_Task goal_: Reproduce every line in the rows below, requests included, but leave out the pictures. Multiply each point coordinate in the answers by 0.25 and round to whole numbers, with halves rounding up.

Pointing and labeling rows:

#####

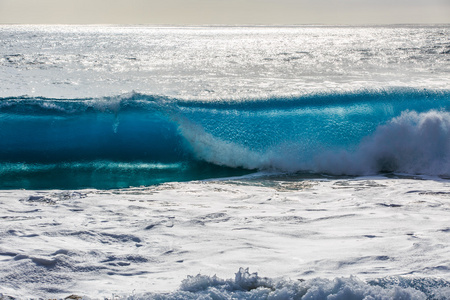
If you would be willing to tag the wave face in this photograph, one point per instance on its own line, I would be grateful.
(139, 139)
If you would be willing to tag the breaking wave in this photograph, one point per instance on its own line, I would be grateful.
(354, 133)
(248, 285)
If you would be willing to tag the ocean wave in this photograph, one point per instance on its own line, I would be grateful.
(358, 133)
(248, 285)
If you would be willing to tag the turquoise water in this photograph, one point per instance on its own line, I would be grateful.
(138, 139)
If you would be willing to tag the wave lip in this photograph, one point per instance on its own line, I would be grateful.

#####

_Expected answer_:
If you would be willing to tag the wave face in this photograph, one point per instance on its own line, I would be grateful.
(35, 35)
If you would be willing to tag the breaking wave in this photograph, one point per instance on its own line, I would be grateful.
(89, 33)
(62, 71)
If you would be willing to tag the ocean wave in this photograph, one point per instance on its own line, I would be grateful.
(90, 33)
(62, 71)
If you would be willing to tag the turquoise water in this photograph, one point per instance on its own line, I would be grateful.
(35, 35)
If you would be willing to tag the wave lip in this photograph, one point per instance on its own line, I would be grateful.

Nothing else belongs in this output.